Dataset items

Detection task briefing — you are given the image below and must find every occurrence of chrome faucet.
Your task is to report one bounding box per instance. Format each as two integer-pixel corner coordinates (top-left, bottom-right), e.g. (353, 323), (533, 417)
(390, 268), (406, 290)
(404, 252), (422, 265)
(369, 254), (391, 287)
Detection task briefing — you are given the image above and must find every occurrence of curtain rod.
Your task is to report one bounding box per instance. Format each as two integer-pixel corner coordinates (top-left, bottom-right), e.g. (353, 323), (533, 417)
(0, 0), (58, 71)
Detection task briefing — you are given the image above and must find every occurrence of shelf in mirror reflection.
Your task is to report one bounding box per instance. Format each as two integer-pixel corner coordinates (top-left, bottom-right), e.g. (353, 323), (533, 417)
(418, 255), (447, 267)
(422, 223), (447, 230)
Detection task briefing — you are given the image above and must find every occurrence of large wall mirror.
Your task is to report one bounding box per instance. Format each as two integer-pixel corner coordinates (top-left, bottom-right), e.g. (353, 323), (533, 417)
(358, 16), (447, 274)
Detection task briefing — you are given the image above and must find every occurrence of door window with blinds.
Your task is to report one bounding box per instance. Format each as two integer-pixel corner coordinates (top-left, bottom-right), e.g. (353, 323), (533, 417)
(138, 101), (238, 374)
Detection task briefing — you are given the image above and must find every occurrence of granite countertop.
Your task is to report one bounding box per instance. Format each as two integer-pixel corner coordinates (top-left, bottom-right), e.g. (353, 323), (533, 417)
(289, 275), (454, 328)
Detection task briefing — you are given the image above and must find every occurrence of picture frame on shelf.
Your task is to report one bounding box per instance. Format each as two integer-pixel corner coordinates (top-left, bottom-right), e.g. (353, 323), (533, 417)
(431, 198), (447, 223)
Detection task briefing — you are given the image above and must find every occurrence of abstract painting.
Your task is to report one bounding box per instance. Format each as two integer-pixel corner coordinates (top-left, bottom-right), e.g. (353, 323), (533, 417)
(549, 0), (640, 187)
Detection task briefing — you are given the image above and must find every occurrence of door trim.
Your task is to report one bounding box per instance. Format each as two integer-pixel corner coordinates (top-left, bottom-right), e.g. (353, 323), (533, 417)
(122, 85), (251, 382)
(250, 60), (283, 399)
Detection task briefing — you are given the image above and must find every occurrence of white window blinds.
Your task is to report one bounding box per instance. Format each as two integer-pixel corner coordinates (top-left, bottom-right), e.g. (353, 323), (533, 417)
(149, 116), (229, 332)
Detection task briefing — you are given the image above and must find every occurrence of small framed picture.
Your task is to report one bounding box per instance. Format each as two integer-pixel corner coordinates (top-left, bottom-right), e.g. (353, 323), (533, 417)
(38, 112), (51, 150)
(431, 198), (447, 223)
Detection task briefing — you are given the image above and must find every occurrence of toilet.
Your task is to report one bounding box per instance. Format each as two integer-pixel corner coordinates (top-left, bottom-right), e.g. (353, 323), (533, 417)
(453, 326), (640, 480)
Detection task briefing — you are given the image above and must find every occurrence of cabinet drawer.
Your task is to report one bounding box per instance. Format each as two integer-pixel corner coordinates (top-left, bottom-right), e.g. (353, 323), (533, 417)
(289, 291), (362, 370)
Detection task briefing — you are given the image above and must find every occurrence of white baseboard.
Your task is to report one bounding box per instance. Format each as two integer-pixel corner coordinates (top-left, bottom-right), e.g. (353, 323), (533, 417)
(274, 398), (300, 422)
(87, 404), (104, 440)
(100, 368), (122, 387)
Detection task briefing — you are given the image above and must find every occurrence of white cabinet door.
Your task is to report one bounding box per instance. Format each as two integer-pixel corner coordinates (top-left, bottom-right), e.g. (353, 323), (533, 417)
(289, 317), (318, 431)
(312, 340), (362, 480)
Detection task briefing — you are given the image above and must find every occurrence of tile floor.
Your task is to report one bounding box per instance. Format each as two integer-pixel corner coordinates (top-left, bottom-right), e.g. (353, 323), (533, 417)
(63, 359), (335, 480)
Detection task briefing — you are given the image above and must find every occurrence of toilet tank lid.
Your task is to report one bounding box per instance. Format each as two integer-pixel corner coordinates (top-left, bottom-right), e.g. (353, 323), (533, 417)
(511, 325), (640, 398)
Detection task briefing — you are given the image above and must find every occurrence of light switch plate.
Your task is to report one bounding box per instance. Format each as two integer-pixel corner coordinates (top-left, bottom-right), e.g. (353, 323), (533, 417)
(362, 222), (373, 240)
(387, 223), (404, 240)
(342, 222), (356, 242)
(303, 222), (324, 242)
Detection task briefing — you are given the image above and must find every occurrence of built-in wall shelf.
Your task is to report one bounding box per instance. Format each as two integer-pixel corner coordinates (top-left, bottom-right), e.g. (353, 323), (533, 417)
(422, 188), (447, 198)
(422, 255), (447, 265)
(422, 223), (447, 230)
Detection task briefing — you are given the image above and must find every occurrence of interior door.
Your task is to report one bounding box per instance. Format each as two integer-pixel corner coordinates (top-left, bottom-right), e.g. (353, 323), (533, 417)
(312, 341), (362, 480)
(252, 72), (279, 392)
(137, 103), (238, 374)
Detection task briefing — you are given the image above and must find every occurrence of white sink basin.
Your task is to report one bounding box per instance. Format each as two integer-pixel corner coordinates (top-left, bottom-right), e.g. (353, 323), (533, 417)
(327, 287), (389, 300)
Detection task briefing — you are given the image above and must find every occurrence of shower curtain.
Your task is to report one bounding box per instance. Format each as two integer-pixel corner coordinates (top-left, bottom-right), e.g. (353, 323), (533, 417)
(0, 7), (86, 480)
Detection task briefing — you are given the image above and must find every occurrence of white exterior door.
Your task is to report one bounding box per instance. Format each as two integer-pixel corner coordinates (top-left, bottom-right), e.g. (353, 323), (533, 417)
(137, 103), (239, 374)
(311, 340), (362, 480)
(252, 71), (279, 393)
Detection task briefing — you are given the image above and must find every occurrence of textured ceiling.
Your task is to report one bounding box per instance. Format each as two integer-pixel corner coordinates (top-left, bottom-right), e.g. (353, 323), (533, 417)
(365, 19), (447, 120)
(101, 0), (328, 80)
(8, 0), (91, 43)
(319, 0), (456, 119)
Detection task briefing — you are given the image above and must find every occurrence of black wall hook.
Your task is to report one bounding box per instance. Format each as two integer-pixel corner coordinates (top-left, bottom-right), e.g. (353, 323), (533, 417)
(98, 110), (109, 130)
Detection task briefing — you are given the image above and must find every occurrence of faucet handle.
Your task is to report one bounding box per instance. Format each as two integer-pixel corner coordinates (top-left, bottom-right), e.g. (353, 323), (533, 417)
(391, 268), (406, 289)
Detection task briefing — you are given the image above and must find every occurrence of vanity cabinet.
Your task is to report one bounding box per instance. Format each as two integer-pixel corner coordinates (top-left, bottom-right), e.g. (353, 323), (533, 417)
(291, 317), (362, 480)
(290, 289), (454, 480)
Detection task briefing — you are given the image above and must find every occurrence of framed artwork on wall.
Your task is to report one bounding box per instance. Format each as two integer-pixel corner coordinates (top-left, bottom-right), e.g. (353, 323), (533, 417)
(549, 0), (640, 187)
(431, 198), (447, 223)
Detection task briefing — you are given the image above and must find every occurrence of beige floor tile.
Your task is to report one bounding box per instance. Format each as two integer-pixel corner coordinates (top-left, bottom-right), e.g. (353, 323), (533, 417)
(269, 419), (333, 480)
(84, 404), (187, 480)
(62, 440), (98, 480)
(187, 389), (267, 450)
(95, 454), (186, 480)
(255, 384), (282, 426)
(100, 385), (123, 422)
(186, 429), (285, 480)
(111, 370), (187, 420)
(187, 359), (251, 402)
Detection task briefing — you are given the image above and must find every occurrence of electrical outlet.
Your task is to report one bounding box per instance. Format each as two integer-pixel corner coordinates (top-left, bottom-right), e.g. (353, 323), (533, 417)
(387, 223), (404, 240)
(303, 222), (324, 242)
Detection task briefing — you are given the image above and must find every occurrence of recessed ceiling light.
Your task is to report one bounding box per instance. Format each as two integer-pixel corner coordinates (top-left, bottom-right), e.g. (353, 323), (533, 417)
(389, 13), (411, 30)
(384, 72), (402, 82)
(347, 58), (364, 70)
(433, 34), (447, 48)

[Exercise brief]: Rewrite the records from the first line up to and including the line containing "(358, 16), (447, 274)", replacing "bounding box" with "bounding rectangle" and keeping everything else unchanged.

[Solution to this exercise]:
Detection task briefing — you are given the image below and must find every occurrence of chrome faucet.
Your task is to report one bounding rectangle per instance. Format each as two integer-pixel corner coordinates (top-left, bottom-right), e.g. (353, 323), (533, 417)
(390, 268), (406, 290)
(404, 252), (422, 265)
(369, 254), (391, 287)
Detection task briefing — you are given the image above and must find every occurrence of curtain rod.
Your task is to report one bounding rectangle per instance. Format each as two integer-pixel corner coordinates (top-left, bottom-right), e.g. (353, 323), (533, 417)
(0, 0), (58, 71)
Detection task briefing — you are given the image above and must find every occurrence of shelf in mirror reflection.
Your task is to report one bounding rectangle per instance. Format each as two integer-pixel corner coordinates (top-left, bottom-right), e.g. (353, 323), (533, 417)
(418, 255), (447, 267)
(422, 223), (447, 230)
Detection task briefing — you are given the image above and must find every occurrence of large wall mirror.
Your task is to report one bounding rectangle per instance. Format each as two integer-pixel corner coordinates (top-left, bottom-right), e.g. (353, 323), (533, 417)
(358, 16), (447, 274)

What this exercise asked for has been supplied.